- **TASK INSTRUCTIONS**: Could you write out, exactly, every line from the top of the data through the line holding "Target: white wall"? Omit the pictures.

** SUPPLIED ENTRIES follows **

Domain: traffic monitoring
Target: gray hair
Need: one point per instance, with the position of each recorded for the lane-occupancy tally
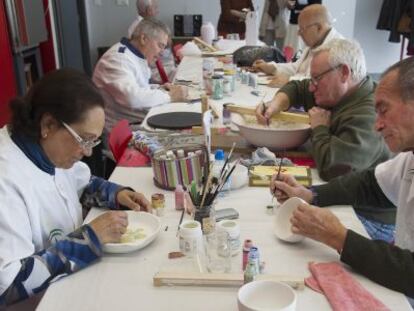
(405, 80)
(150, 27)
(142, 5)
(346, 52)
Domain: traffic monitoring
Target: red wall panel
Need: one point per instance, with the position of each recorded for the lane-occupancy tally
(8, 88)
(46, 48)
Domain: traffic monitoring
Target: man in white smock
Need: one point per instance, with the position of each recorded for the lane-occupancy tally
(316, 30)
(123, 74)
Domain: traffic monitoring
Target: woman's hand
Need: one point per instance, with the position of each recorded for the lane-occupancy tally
(261, 65)
(286, 186)
(110, 226)
(133, 200)
(319, 224)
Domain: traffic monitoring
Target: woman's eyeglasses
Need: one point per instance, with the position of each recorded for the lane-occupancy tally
(315, 80)
(85, 144)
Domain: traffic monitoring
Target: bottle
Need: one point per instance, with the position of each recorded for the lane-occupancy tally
(251, 272)
(246, 249)
(218, 167)
(179, 197)
(208, 33)
(254, 256)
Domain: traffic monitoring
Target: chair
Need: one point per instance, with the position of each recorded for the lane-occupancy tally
(161, 71)
(118, 141)
(176, 52)
(119, 138)
(288, 51)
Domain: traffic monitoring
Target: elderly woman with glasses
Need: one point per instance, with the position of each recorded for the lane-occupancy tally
(43, 186)
(339, 98)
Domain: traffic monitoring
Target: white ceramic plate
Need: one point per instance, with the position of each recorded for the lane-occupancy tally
(151, 226)
(266, 295)
(272, 138)
(282, 225)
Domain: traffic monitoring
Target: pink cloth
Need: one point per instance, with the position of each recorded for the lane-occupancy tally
(343, 292)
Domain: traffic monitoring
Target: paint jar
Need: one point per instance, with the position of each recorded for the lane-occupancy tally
(158, 203)
(190, 237)
(233, 229)
(217, 85)
(246, 249)
(226, 115)
(179, 197)
(206, 216)
(218, 252)
(253, 80)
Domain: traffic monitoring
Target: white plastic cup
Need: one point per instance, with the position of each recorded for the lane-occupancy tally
(190, 237)
(233, 229)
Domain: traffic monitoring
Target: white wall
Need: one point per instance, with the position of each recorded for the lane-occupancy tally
(108, 22)
(379, 53)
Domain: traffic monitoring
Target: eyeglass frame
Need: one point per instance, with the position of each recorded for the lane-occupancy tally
(302, 30)
(85, 144)
(315, 80)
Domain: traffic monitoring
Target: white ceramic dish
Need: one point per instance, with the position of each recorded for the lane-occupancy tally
(282, 225)
(272, 138)
(239, 177)
(151, 226)
(266, 296)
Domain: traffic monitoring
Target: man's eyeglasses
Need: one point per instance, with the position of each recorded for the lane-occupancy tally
(161, 45)
(303, 29)
(315, 80)
(85, 144)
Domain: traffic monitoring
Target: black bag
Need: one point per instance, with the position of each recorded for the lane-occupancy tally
(246, 55)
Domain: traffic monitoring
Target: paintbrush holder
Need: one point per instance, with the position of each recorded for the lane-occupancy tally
(206, 216)
(180, 165)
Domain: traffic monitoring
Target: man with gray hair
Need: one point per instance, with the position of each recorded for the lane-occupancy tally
(316, 30)
(145, 8)
(123, 74)
(339, 99)
(390, 183)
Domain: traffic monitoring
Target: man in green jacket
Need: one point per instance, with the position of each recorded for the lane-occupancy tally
(340, 103)
(391, 183)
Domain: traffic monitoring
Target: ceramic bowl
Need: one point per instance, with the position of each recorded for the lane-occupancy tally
(272, 138)
(239, 177)
(266, 295)
(282, 225)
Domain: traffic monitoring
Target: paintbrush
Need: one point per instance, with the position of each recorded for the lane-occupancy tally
(181, 220)
(277, 177)
(227, 159)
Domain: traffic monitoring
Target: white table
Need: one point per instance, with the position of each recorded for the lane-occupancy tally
(124, 282)
(190, 69)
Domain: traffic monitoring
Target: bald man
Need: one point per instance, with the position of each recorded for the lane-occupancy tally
(145, 8)
(315, 30)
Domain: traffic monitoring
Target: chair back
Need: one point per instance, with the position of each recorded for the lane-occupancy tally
(161, 71)
(119, 138)
(288, 51)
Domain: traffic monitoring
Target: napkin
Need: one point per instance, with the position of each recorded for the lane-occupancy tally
(343, 292)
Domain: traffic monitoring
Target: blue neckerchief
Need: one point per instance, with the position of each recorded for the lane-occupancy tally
(34, 152)
(132, 48)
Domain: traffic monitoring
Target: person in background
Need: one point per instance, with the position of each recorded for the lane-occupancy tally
(274, 22)
(296, 7)
(150, 8)
(316, 30)
(145, 8)
(340, 103)
(390, 183)
(230, 21)
(339, 99)
(43, 186)
(123, 74)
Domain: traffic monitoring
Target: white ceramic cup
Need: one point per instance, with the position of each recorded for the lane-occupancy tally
(282, 225)
(266, 295)
(190, 237)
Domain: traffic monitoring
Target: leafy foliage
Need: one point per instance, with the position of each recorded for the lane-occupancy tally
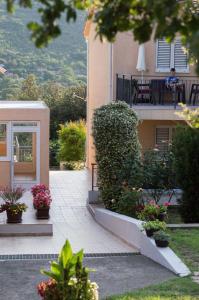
(116, 140)
(155, 225)
(161, 236)
(72, 138)
(158, 173)
(69, 278)
(191, 116)
(63, 61)
(186, 163)
(146, 19)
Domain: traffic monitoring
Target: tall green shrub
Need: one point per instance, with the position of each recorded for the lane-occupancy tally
(72, 138)
(186, 163)
(116, 143)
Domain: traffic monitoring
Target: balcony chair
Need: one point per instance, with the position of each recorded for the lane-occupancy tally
(141, 92)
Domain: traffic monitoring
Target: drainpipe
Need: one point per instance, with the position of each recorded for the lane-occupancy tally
(87, 108)
(110, 87)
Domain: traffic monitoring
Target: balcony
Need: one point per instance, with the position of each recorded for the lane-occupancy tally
(150, 91)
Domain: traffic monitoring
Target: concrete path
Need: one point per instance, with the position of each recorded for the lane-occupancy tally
(114, 275)
(71, 220)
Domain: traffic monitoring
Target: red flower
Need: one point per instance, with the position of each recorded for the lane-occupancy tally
(37, 188)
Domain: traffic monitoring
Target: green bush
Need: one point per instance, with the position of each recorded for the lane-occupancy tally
(186, 163)
(116, 143)
(158, 173)
(54, 150)
(72, 138)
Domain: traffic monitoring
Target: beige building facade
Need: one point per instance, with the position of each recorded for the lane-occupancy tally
(24, 143)
(111, 71)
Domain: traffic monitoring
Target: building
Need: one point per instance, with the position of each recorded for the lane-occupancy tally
(24, 143)
(112, 75)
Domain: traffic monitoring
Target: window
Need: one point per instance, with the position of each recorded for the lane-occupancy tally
(164, 137)
(171, 56)
(3, 140)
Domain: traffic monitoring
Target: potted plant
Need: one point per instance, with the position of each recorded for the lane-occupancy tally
(161, 238)
(42, 203)
(69, 279)
(149, 212)
(37, 188)
(163, 211)
(153, 226)
(13, 208)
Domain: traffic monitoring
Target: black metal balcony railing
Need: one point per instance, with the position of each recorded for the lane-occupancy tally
(154, 90)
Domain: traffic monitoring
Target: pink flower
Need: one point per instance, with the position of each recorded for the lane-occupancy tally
(37, 188)
(42, 200)
(152, 202)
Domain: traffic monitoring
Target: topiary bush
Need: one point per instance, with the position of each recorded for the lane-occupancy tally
(186, 164)
(72, 138)
(117, 145)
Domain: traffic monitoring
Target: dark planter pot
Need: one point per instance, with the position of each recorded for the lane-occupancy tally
(42, 213)
(162, 216)
(152, 217)
(162, 244)
(14, 218)
(150, 232)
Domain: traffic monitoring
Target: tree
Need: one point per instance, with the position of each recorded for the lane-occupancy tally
(145, 18)
(29, 89)
(116, 142)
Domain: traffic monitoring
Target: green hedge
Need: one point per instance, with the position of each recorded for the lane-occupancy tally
(186, 156)
(117, 145)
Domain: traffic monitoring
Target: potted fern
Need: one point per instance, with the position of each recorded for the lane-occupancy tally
(153, 226)
(69, 279)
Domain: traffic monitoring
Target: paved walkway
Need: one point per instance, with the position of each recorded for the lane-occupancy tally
(114, 275)
(71, 220)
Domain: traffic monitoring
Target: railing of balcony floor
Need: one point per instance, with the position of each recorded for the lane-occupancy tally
(153, 91)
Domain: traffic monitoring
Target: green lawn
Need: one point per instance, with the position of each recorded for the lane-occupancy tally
(185, 242)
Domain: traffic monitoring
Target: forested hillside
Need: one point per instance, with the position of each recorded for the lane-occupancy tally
(64, 61)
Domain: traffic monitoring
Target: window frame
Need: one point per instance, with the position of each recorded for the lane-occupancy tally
(8, 141)
(172, 54)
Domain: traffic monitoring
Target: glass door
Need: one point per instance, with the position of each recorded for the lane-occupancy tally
(25, 156)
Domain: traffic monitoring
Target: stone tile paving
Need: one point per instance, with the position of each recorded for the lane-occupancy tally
(71, 220)
(114, 275)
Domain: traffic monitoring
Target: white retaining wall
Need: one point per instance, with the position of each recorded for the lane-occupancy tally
(130, 230)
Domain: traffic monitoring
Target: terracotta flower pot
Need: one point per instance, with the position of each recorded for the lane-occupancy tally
(43, 213)
(161, 244)
(14, 218)
(150, 232)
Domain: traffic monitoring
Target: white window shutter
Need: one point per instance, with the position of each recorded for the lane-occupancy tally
(180, 57)
(163, 56)
(162, 138)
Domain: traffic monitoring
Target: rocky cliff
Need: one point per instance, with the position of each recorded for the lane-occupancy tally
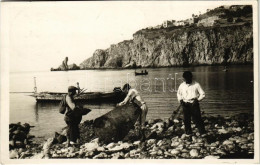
(231, 44)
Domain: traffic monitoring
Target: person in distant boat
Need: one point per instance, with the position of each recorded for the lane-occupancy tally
(65, 63)
(73, 116)
(189, 95)
(134, 96)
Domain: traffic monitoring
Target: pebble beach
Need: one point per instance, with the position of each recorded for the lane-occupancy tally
(226, 138)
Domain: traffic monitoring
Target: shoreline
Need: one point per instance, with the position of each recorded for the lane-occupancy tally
(227, 138)
(238, 64)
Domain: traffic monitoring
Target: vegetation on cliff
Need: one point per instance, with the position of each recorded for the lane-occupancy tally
(228, 41)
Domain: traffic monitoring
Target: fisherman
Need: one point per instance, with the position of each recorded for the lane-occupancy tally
(134, 96)
(189, 95)
(73, 116)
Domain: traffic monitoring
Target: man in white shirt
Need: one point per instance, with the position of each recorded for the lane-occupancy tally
(134, 96)
(189, 95)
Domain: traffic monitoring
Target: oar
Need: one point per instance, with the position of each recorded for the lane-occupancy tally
(81, 92)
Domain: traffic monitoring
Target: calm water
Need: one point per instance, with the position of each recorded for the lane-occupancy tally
(227, 93)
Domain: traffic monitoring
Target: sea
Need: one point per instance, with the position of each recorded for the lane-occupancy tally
(227, 93)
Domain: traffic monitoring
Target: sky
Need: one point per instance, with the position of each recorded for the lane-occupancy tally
(39, 35)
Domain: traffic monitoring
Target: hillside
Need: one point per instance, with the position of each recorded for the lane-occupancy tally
(220, 36)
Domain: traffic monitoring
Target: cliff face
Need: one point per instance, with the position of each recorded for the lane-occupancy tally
(178, 47)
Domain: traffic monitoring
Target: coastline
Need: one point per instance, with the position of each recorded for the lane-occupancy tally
(151, 67)
(226, 138)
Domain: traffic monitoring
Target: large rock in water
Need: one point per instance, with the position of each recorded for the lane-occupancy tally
(116, 124)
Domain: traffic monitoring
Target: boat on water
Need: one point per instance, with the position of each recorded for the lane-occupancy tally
(141, 73)
(114, 96)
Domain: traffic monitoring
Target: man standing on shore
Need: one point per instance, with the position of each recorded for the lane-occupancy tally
(133, 95)
(189, 95)
(73, 116)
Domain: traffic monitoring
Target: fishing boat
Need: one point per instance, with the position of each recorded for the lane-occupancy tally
(114, 96)
(141, 73)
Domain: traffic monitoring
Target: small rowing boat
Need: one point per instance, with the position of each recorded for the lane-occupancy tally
(141, 73)
(114, 96)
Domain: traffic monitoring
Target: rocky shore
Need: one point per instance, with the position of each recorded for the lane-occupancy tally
(226, 138)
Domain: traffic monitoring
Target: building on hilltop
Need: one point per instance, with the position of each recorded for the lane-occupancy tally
(209, 21)
(169, 23)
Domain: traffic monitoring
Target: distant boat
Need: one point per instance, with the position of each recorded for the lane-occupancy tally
(225, 69)
(141, 73)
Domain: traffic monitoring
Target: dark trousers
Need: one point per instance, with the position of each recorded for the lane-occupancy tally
(73, 126)
(192, 110)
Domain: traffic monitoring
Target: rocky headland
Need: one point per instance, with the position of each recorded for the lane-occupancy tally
(221, 36)
(226, 138)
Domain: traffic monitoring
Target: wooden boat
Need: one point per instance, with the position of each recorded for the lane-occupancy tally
(115, 96)
(115, 125)
(141, 73)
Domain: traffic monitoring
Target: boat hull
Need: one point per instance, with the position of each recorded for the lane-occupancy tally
(89, 96)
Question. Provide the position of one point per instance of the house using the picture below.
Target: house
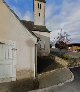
(17, 47)
(39, 29)
(75, 47)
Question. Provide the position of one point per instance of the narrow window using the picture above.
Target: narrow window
(40, 6)
(39, 14)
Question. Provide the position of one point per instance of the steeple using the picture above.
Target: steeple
(39, 12)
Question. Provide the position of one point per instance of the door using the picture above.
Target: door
(7, 62)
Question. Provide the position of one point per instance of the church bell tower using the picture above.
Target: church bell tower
(39, 12)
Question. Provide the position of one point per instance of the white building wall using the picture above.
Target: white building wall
(45, 41)
(39, 20)
(12, 29)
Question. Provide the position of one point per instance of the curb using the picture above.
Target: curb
(54, 86)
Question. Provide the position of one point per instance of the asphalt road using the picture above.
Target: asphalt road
(73, 86)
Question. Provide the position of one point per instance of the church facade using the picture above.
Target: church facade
(39, 29)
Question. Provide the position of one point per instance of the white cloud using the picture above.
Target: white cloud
(68, 19)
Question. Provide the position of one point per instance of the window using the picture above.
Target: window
(40, 6)
(39, 14)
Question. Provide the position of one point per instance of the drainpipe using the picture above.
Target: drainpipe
(35, 76)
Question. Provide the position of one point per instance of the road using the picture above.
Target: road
(73, 86)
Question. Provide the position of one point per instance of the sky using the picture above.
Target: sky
(63, 14)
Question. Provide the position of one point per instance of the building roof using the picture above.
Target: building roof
(30, 25)
(41, 1)
(18, 18)
(74, 44)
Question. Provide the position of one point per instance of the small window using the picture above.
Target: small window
(40, 6)
(39, 14)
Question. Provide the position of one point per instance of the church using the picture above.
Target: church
(39, 29)
(21, 42)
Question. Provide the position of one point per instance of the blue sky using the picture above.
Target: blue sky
(59, 14)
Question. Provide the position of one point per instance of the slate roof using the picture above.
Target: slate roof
(41, 1)
(30, 25)
(18, 18)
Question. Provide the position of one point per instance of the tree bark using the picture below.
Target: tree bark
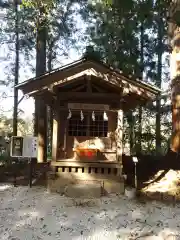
(158, 83)
(16, 80)
(175, 78)
(40, 127)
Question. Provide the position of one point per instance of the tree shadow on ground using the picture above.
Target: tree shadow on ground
(149, 166)
(38, 215)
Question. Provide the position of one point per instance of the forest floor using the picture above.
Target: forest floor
(35, 214)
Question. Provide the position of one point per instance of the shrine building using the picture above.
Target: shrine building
(87, 99)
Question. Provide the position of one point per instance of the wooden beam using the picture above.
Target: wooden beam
(42, 131)
(85, 95)
(99, 89)
(119, 137)
(88, 84)
(55, 135)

** End of SUPPLIED ENTRIES **

- **WRITTEN ANSWER**:
Domain: traffic monitoring
Target: gray hair
Need: one point per instance, with the position of each recorded for the lane-occupancy tally
(405, 80)
(150, 27)
(142, 5)
(346, 52)
Domain: traffic monitoring
Target: red wall panel
Need: one point per instance, with the position of each recorded for the lane-occupancy tally
(8, 88)
(46, 48)
Domain: traffic monitoring
Target: man in white smock
Need: one point per instance, with the position of each recorded for the lane-occupancy tally
(316, 30)
(123, 74)
Domain: traffic monitoring
Target: woman's hand
Need: one point per instance, with the position of each recorded for the lane-occupancy tally
(261, 65)
(286, 186)
(110, 226)
(133, 200)
(319, 224)
Domain: traffic monitoring
Target: woman's eyeglasses
Need: one point per instance, with the position of each recorded for the lane-occupancy tally
(315, 80)
(85, 144)
Domain: traffic monitoring
Target: bottle
Need: one point per instance, with the position of each recorded for the lane-occupancy tally
(251, 272)
(246, 249)
(218, 167)
(179, 197)
(208, 33)
(254, 256)
Domain: traffic monitoring
Target: chair
Need: one point per instance, with the position of each recorded for the lane-occupancy tally
(161, 71)
(118, 141)
(176, 52)
(119, 138)
(288, 51)
Domain: traffic monitoring
Target: elderly woman with glasses
Need: one point per instance, with the position of each recorded for the lane-occupancy tally
(43, 186)
(339, 98)
Domain: traffic monitoring
Target: white ceramic plate
Need: one point per instance, with the position of each recorded for the lane-occupancy tally
(151, 226)
(266, 295)
(272, 138)
(282, 225)
Domain: traffic monitoring
Target: pink cloth
Need: one point per instance, with the position of each recorded for the lane-occupancy tally
(343, 292)
Domain: traffic monitoring
Target: paint jar
Need: one point per instance, with the position of each recorded for the lane-occupancy tally
(158, 203)
(190, 237)
(233, 229)
(217, 85)
(246, 249)
(226, 115)
(179, 197)
(206, 216)
(218, 252)
(253, 80)
Domain: traffic monitoring
Target: white plastic cup
Need: one point per instance, with the position of each recorded for the lane-occupancy tally
(190, 237)
(233, 229)
Domain: traffic monitoring
Target: white wall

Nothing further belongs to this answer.